▶ What is needed: Pictures stay out; print the rest of the listing below exactly as it stands.
<<<<
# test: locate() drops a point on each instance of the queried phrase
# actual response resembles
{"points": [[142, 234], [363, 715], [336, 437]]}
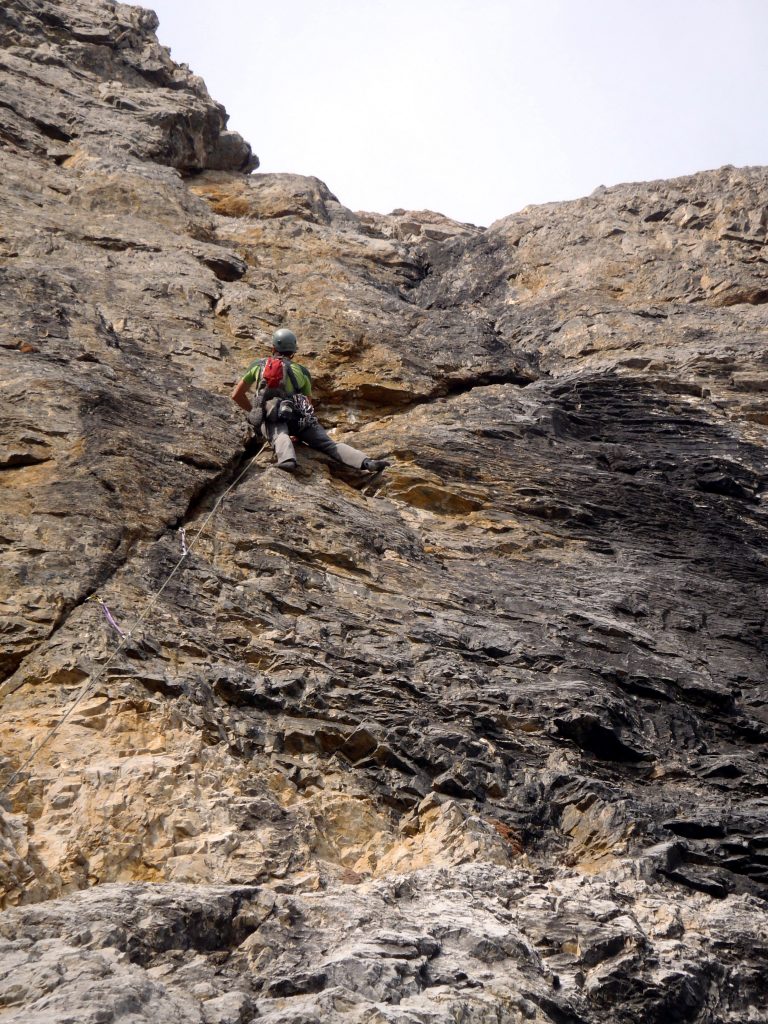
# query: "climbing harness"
{"points": [[126, 635]]}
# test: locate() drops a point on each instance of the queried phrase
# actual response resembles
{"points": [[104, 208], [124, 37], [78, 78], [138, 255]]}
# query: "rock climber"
{"points": [[283, 409]]}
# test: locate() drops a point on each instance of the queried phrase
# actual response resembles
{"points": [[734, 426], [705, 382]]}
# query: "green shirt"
{"points": [[302, 375]]}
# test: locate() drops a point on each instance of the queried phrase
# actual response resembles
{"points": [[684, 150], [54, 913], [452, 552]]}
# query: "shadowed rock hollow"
{"points": [[482, 738]]}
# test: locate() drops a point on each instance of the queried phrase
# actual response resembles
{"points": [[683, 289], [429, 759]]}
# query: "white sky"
{"points": [[477, 108]]}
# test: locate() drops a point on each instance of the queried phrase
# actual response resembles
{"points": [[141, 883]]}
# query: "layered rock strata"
{"points": [[482, 738]]}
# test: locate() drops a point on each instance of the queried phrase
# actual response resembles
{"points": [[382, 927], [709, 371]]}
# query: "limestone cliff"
{"points": [[480, 739]]}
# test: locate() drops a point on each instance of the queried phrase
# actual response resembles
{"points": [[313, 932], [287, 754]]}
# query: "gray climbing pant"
{"points": [[315, 437]]}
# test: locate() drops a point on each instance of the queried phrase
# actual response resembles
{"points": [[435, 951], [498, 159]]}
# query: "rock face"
{"points": [[482, 738]]}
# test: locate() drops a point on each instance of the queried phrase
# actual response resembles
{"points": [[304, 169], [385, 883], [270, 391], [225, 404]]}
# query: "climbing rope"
{"points": [[187, 548]]}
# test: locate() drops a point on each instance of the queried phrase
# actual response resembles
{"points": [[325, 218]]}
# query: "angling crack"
{"points": [[115, 561]]}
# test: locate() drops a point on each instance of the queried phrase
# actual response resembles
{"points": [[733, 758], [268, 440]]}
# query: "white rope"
{"points": [[91, 683]]}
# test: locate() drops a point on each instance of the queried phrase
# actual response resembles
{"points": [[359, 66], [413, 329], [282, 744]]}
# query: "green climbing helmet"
{"points": [[285, 340]]}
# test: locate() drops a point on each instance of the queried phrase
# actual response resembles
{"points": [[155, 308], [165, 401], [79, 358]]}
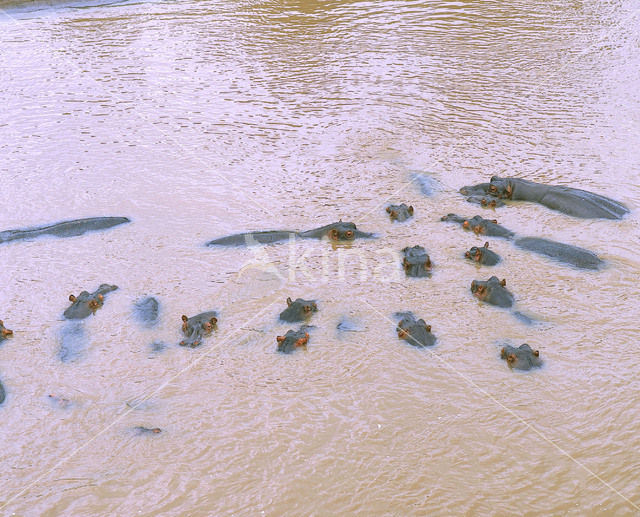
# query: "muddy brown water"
{"points": [[198, 119]]}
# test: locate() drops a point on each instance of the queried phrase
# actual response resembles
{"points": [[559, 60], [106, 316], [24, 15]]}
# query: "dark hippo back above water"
{"points": [[64, 229]]}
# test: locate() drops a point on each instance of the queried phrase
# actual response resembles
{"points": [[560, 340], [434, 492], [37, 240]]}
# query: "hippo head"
{"points": [[416, 262], [521, 358], [196, 328], [4, 332], [492, 291], [500, 188], [298, 310], [400, 212], [342, 231], [292, 340]]}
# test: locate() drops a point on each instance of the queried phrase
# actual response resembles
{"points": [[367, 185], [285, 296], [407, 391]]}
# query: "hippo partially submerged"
{"points": [[4, 332], [64, 229], [416, 262], [197, 327], [293, 340], [483, 255], [565, 253], [340, 231], [568, 200], [415, 332], [300, 310], [521, 358], [400, 212], [87, 303], [492, 291]]}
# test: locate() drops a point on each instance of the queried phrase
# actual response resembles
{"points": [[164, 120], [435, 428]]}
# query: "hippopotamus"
{"points": [[146, 430], [197, 327], [4, 332], [568, 200], [483, 255], [416, 262], [416, 333], [480, 226], [300, 310], [492, 291], [87, 303], [64, 229], [400, 212], [521, 358], [564, 253], [146, 311], [340, 231], [292, 340]]}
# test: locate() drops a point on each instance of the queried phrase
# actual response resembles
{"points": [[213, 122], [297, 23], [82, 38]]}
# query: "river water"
{"points": [[198, 119]]}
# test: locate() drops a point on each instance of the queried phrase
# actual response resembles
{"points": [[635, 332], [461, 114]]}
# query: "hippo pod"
{"points": [[480, 226], [568, 200], [483, 255], [400, 212], [415, 332], [87, 303], [492, 291], [197, 327], [64, 229], [521, 358], [299, 310], [416, 262], [4, 332], [292, 340], [340, 231]]}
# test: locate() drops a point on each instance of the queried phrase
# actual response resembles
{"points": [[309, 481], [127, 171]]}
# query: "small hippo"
{"points": [[492, 291], [416, 333], [292, 340], [480, 226], [483, 255], [300, 310], [197, 327], [141, 430], [521, 358], [340, 231], [4, 332], [400, 212], [416, 262], [87, 303]]}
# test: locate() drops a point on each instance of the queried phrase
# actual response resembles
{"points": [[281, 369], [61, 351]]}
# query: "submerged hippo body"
{"points": [[64, 229], [146, 311], [571, 201], [400, 212], [197, 327], [480, 226], [483, 255], [521, 358], [415, 332], [416, 262], [339, 231], [300, 310], [573, 255], [4, 332], [86, 303], [492, 291], [292, 340]]}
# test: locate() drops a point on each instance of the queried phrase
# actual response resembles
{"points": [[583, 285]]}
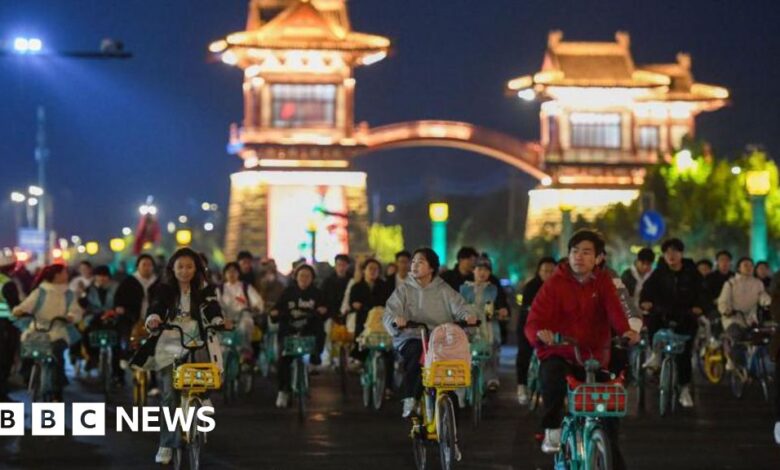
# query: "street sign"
{"points": [[31, 239], [651, 226]]}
>>>>
▶ Output:
# test: locate() drops a point on each instance of the queried phrase
# actual response resembles
{"points": [[142, 234], [363, 715], [336, 437]]}
# query: "climbing harness"
{"points": [[126, 635]]}
# test: locate() drops a point on each instance of the queried phrase
# actual response resembles
{"points": [[104, 208], [124, 37], [78, 78], [138, 255]]}
# query: "rock climber"
{"points": [[283, 409]]}
# test: locate() drops a point on each instance of the queried phrase
# actual response resembles
{"points": [[734, 426], [705, 382]]}
# query: "green shirt"
{"points": [[302, 375]]}
# test: locate() drops a point on each instance of the queried phrase
# actual response resembles
{"points": [[684, 150], [54, 913], [452, 552]]}
# query: "shadowed rock hollow"
{"points": [[482, 738]]}
# test: locate() drops a point on each instance of the queried phrase
# actual response resembles
{"points": [[683, 289], [429, 759]]}
# query: "white sky"
{"points": [[477, 108]]}
# test: locate() drops a point on each instance of the queried phrase
# actual response resembles
{"points": [[141, 883]]}
# query: "layered rock strata"
{"points": [[482, 738]]}
# test: locate() drops a point on each instance of the queried phrase
# actual response resembles
{"points": [[382, 927], [709, 371]]}
# query: "limestone cliff"
{"points": [[480, 739]]}
# test: locate() drops a point on each instance of the queried phrase
# actual response resembles
{"points": [[313, 932], [287, 754]]}
# query: "gray climbing pant"
{"points": [[315, 437]]}
# test: locate() drops a point on each instance of the queried phrase
# actual response resembles
{"points": [[435, 951], [498, 159]]}
# query: "rock face"
{"points": [[482, 738]]}
# test: locate() drops a point on each instance of the queried phrase
# actual response resembles
{"points": [[304, 169], [385, 883], [270, 391], [225, 404]]}
# query: "climbing rope"
{"points": [[187, 548]]}
# test: locate() drops a point on each instance of the queried phrase
# actual response resembles
{"points": [[325, 218]]}
# query: "angling crack"
{"points": [[115, 561]]}
# test: locate() drops a point on each instance of the queried phrase
# actual response resembles
{"points": [[733, 758], [268, 440]]}
# query: "white rope"
{"points": [[91, 683]]}
# test: locate() drops a point on each instance of the queried phrase
# actual response resembles
{"points": [[359, 66], [413, 329], [282, 744]]}
# query: "green climbing helmet"
{"points": [[285, 340]]}
# test: locate() drops a point on each instance of the queried phrase
# actual response resembles
{"points": [[155, 308], [165, 401], [79, 358]]}
# query: "muddy brown water"
{"points": [[198, 119]]}
# test: locate() drops a point on each instance of the queried phrase
# actual response resembles
{"points": [[559, 60], [106, 316], [24, 15]]}
# query: "dark hippo back above water"
{"points": [[64, 229]]}
# test: locate() drops a point on each instance of the queried phrase
# actual response resembles
{"points": [[560, 340], [434, 492], [37, 240]]}
# query: "hippo head"
{"points": [[416, 262], [521, 358], [196, 328], [4, 332], [492, 291], [500, 188], [298, 310], [400, 212], [342, 231], [292, 340]]}
# test: locate() drops a point on each instance of the queried phrase
# actual response resembles
{"points": [[367, 185], [285, 296], [407, 391]]}
# query: "hippo partially submerged"
{"points": [[4, 332], [64, 229], [416, 262], [197, 327], [293, 340], [483, 255], [565, 253], [340, 231], [568, 200], [415, 332], [300, 310], [521, 358], [400, 212], [87, 303], [492, 291]]}
# test: locate() drops a point on each instance of the queried phrase
# actual response resembles
{"points": [[164, 120], [435, 428]]}
# query: "hippopotamus"
{"points": [[146, 430], [197, 327], [4, 332], [568, 200], [483, 255], [416, 262], [416, 333], [480, 226], [300, 310], [492, 291], [87, 303], [64, 229], [400, 212], [521, 358], [564, 253], [146, 311], [340, 231], [292, 340]]}
# test: locate() drops a point on each instance of the queried phrase
# actual response resembles
{"points": [[213, 122], [297, 23], [82, 38]]}
# query: "river water"
{"points": [[198, 119]]}
# test: locate() drops a point on each instance of the queried phrase
# actual response resembles
{"points": [[635, 332], [461, 114]]}
# query: "hippo pod"
{"points": [[480, 226], [568, 200], [483, 255], [400, 212], [415, 332], [87, 303], [492, 291], [197, 327], [64, 229], [521, 358], [299, 310], [416, 262], [4, 332], [292, 340], [340, 231]]}
# test: locate() drops a point on each instance of the queried phrase
# actual response resembles
{"points": [[309, 481], [127, 171]]}
# query: "small hippo"
{"points": [[492, 291], [416, 333], [292, 340], [480, 226], [483, 255], [300, 310], [197, 327], [141, 430], [521, 358], [340, 231], [4, 332], [400, 212], [416, 262], [87, 303]]}
# test: locate() drops a point on each instance of the queried phrase
# actual response resembles
{"points": [[281, 369], [61, 351]]}
# query: "submerged hippo body"
{"points": [[64, 229], [146, 311], [571, 201], [400, 212], [197, 327], [480, 226], [483, 255], [521, 358], [415, 332], [416, 262], [339, 231], [300, 310], [573, 255], [4, 332], [86, 303], [492, 291], [292, 340]]}
# test: locate() drops a point on each instance of the queried phrase
# actual response resembles
{"points": [[583, 285]]}
# query: "street sign"
{"points": [[31, 239], [651, 226]]}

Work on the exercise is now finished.